Мысль о моем сооружении не покидала меня ни на минуту. Я не знал, станет ли оно храмом, где верующие откроют для себя некие истины и постепенно проникнутся гармонией великого замысла, или же останется всеми позабытым святилищем друидов на затерянном в море островке. Но я был полон решимости вложить в строительство все силы, покидавшие меня мало-помалу, словно оставляя мне время лишь на то, чтобы, завершив прощальный обход, закрыть за собою "могильные врата".
Архитектура собора естественно и гармонично сосуществует с органом, божественной музыкой, неземными чувствами, рождаемыми присутствием Бога, олицетворяемого пространственностью громады и длением звуков труб и колоколов. В мировой литературе нам почти не сыскать литературных образов музыки, вообще говоря, ничем, кроме музыки, не передаваемой, образов, подобных шедеврам Пленницы. Музыка септета Вентейля, звон колоколов, звяканье ложечки о тарелку, звучание как таковое рождают уникальные музыкальные "потоки сознания", переплетающиеся с любовными чувствами, ощущением радости или счастья.

(Поставленная задача A)
Воспроизведите дословно часть текстового фрагмента, начиная со слов «Архитектура собора естественно» и заканчивая словами «радости или счастья.».
(Поставленная задача B)
Определите, соответствуют ли текстовому фрагменту следующие утверждения: (i) рассказчик был уверен, что его сооружение станет храмом; (ii) силы рассказчика постепенно убывали; (iii) архитектура собора, по тексту, сосуществует с органом. На каждое дайте ответ «да» или «нет» и приведите решающие слова фрагмента.

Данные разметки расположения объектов
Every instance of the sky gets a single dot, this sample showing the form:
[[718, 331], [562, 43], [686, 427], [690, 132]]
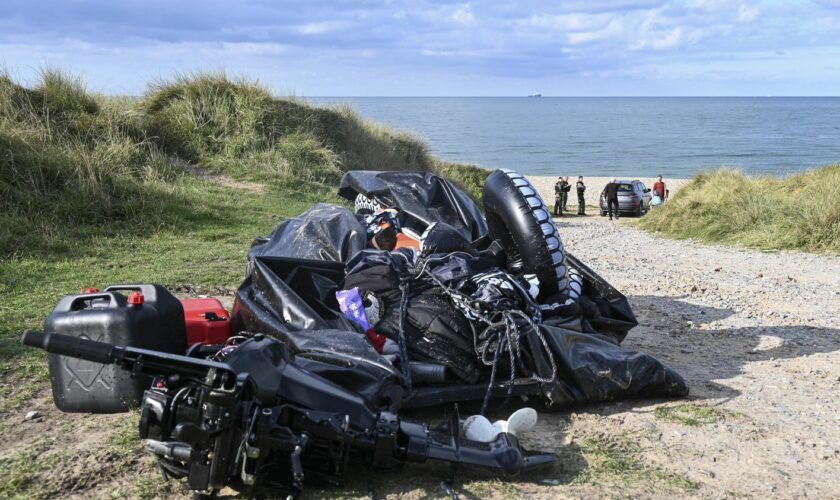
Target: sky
[[448, 48]]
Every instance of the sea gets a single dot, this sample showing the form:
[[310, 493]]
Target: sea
[[623, 136]]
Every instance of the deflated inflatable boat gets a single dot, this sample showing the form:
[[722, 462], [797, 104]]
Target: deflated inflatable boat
[[415, 298], [485, 305]]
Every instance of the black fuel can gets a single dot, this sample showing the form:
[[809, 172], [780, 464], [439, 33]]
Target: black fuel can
[[149, 317]]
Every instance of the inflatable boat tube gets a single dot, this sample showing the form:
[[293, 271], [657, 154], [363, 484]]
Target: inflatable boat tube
[[520, 220]]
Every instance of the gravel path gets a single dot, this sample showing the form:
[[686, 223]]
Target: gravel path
[[755, 334]]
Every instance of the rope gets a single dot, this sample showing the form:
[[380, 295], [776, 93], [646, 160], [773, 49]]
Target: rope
[[404, 286], [502, 328]]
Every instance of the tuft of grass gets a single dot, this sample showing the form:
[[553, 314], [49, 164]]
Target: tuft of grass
[[20, 471], [689, 414], [617, 463], [798, 212], [470, 178]]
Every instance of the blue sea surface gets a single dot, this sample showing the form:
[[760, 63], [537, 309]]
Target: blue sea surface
[[622, 136]]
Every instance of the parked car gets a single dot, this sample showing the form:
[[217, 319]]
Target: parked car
[[633, 198]]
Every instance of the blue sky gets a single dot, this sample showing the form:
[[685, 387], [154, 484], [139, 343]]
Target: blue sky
[[394, 47]]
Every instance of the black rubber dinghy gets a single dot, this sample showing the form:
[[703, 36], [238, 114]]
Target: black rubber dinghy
[[520, 220]]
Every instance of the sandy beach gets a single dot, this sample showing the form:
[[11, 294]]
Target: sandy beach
[[594, 185]]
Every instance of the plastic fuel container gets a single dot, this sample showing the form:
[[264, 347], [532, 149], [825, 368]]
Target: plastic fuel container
[[207, 321], [150, 317]]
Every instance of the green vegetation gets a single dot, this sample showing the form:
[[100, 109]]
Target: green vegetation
[[617, 463], [799, 211], [689, 414]]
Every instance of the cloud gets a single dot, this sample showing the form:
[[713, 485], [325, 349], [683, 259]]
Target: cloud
[[413, 46], [463, 15]]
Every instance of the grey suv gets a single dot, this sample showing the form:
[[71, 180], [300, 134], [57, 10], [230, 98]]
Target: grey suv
[[633, 197]]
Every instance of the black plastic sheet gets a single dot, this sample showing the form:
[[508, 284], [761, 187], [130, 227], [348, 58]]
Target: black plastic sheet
[[422, 197], [324, 232]]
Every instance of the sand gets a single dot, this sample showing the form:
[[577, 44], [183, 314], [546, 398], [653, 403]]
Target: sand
[[594, 186]]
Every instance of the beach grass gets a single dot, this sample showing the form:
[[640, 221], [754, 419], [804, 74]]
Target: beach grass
[[795, 212], [170, 188]]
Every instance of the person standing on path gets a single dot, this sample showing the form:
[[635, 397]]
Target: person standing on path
[[659, 188], [611, 194], [581, 188], [558, 197], [567, 186]]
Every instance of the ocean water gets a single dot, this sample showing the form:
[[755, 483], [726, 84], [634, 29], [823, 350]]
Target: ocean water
[[634, 136]]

(Результат выполнения A)
Архитектура собора естественно и гармонично сосуществует с органом, божественной музыкой, неземными чувствами, рождаемыми присутствием Бога, олицетворяемого пространственностью громады и длением звуков труб и колоколов. В мировой литературе нам почти не сыскать литературных образов музыки, вообще говоря, ничем, кроме музыки, не передаваемой, образов, подобных шедеврам Пленницы. Музыка септета Вентейля, звон колоколов, звяканье ложечки о тарелку, звучание как таковое рождают уникальные музыкальные "потоки сознания", переплетающиеся с любовными чувствами, ощущением радости или счастья.

(Результат выполнения B)
(i) Нет: «Я не знал, станет ли оно храмом».
(ii) Да: «все силы, покидавшие меня мало-помалу».
(iii) Да: «Архитектура собора естественно и гармонично сосуществует с органом».